(To do):
Look for the string "hole" in the data below, and copy each line that holds it.

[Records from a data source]
*** Begin section ***
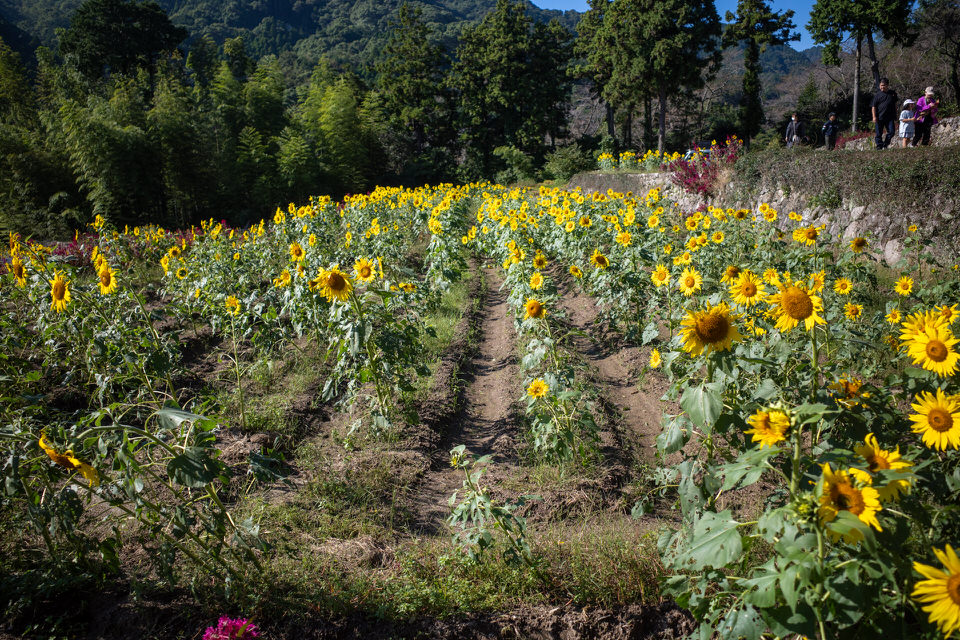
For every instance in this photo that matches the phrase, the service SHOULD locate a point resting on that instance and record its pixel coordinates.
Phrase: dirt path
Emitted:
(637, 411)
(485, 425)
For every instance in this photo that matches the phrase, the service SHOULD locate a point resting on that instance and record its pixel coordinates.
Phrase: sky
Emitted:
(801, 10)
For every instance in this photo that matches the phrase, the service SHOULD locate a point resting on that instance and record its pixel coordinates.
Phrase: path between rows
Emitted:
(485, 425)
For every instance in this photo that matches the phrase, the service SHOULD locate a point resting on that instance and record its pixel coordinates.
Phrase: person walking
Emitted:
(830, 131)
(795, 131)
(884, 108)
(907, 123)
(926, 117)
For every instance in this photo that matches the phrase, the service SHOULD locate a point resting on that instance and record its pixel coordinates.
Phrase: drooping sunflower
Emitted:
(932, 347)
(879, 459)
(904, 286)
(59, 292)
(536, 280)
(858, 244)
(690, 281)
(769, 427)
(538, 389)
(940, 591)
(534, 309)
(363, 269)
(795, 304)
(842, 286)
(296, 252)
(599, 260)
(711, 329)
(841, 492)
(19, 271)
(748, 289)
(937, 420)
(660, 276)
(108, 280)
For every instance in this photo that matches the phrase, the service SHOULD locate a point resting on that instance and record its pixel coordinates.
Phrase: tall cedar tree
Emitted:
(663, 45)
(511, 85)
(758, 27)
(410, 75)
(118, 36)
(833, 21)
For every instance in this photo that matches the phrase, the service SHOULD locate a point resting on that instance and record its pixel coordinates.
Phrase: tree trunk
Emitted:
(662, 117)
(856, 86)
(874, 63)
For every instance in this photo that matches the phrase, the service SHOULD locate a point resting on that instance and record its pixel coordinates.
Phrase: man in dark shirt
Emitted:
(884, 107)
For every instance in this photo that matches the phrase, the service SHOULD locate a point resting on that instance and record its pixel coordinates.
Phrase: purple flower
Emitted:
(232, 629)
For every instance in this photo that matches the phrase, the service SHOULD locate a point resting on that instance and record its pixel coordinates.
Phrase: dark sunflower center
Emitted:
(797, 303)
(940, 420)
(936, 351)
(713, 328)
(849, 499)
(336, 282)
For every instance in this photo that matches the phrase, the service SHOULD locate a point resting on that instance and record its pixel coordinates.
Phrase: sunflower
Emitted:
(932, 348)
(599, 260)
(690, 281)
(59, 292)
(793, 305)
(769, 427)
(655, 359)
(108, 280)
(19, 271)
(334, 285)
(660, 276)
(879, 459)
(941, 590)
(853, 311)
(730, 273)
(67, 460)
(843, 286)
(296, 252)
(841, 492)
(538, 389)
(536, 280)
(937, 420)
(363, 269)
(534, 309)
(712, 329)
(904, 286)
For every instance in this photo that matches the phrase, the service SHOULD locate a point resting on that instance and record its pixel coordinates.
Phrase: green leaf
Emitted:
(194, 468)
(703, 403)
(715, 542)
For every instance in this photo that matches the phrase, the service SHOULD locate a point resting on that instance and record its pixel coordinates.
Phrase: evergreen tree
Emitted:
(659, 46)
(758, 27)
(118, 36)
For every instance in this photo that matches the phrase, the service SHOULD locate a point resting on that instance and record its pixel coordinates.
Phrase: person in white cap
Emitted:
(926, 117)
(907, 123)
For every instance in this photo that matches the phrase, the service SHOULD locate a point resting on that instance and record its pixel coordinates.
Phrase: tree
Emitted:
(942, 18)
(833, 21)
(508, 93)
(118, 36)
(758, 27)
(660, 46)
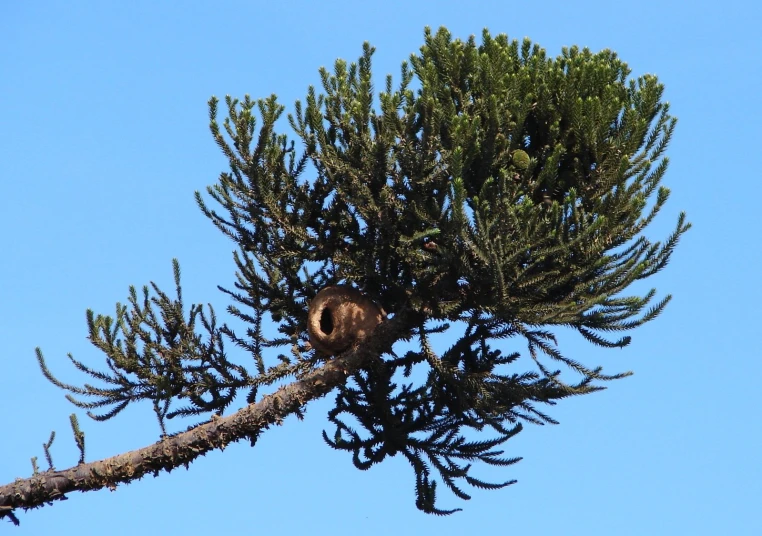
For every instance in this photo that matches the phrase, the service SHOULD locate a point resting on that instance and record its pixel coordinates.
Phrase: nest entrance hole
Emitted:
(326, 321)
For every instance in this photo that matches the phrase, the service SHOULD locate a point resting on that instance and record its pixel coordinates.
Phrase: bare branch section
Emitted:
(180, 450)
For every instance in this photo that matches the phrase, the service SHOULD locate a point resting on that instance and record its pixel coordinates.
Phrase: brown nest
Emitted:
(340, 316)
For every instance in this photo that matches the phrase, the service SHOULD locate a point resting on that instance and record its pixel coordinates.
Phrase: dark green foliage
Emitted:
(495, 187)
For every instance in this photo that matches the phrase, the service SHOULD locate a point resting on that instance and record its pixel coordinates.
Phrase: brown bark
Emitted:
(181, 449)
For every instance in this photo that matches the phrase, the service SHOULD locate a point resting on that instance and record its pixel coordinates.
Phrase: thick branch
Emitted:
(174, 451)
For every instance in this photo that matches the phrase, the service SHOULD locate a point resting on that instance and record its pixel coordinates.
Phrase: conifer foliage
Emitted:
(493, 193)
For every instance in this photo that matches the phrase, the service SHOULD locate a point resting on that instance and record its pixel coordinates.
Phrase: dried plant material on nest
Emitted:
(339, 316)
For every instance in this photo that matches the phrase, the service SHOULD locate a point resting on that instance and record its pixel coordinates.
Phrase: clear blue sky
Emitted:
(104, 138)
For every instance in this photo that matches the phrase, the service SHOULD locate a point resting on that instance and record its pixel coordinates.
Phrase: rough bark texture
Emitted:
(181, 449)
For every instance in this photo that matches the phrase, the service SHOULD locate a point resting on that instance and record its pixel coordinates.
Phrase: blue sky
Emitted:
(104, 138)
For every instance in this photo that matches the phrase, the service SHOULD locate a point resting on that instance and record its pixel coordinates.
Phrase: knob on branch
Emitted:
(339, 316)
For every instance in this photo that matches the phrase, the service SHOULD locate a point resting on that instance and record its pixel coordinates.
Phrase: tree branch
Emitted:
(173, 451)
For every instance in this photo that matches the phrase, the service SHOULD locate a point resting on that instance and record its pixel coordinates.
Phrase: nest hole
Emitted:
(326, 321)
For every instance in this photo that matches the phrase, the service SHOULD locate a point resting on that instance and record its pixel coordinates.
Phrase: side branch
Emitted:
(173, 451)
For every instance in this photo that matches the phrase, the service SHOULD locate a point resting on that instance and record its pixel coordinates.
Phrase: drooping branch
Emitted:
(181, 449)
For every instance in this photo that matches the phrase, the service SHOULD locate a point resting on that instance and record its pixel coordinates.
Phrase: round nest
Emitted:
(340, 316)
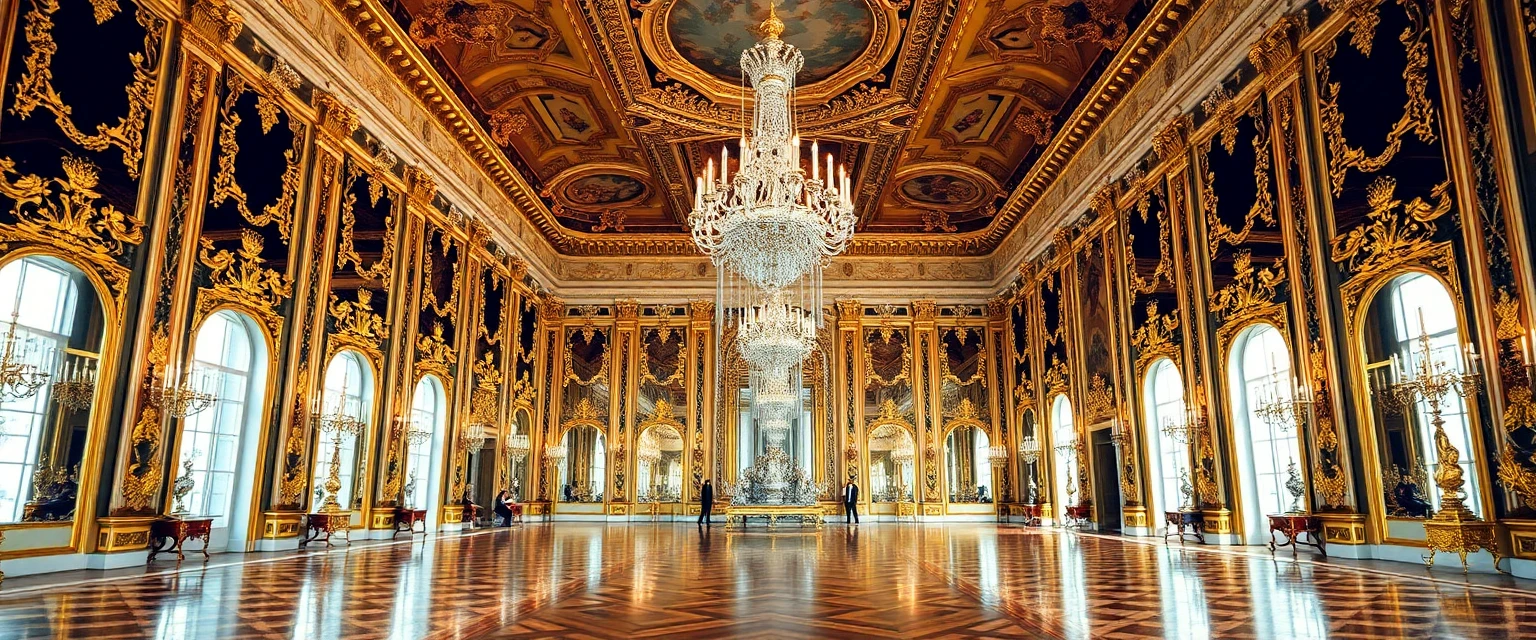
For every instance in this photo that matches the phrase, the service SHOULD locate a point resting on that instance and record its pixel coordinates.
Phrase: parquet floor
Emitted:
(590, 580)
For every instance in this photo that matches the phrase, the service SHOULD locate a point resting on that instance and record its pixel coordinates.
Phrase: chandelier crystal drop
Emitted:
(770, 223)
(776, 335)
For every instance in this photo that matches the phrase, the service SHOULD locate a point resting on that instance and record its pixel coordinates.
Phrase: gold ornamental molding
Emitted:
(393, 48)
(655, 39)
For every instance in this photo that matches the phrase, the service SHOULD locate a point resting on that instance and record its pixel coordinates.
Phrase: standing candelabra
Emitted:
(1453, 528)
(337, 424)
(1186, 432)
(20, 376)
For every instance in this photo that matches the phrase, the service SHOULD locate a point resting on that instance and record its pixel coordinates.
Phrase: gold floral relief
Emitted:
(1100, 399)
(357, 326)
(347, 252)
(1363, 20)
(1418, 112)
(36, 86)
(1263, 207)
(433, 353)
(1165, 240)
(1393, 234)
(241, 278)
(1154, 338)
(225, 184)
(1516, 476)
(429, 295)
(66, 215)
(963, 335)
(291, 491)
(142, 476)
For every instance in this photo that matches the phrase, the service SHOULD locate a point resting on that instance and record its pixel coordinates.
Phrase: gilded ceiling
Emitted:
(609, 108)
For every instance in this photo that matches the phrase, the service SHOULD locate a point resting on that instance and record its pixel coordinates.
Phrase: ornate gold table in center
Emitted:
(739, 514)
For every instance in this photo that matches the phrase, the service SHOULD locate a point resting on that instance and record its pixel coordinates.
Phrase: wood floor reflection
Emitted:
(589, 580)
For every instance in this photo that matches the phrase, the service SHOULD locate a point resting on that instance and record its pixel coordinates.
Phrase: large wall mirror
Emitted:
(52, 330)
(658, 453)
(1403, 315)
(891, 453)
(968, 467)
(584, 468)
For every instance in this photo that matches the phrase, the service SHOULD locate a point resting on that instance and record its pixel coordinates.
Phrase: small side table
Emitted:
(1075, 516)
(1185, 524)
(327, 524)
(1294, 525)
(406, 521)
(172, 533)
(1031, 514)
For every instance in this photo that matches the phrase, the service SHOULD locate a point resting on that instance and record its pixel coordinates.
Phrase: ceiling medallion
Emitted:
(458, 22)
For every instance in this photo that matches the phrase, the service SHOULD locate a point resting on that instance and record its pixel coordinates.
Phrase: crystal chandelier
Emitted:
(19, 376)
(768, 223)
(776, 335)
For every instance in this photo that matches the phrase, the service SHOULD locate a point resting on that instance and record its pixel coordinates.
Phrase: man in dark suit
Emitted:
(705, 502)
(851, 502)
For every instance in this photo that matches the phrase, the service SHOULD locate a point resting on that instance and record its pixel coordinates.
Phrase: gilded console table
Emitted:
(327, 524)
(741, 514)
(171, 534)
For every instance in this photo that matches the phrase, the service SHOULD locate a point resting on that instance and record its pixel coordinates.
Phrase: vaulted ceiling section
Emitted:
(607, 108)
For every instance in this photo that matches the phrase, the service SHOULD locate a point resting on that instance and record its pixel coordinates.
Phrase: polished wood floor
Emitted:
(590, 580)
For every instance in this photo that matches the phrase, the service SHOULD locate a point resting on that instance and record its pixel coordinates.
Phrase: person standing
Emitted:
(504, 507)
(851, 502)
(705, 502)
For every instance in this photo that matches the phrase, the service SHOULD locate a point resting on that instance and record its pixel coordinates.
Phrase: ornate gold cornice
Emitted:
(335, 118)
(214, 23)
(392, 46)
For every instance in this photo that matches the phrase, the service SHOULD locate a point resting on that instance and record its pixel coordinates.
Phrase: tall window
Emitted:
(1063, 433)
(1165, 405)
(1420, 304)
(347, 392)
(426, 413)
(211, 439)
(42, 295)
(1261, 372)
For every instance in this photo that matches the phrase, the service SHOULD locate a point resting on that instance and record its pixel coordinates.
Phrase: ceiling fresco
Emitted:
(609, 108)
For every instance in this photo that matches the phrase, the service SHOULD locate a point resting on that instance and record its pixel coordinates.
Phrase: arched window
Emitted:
*** End section ***
(Answer for the task):
Phrase: nest entrance hole
Phrase: nest hole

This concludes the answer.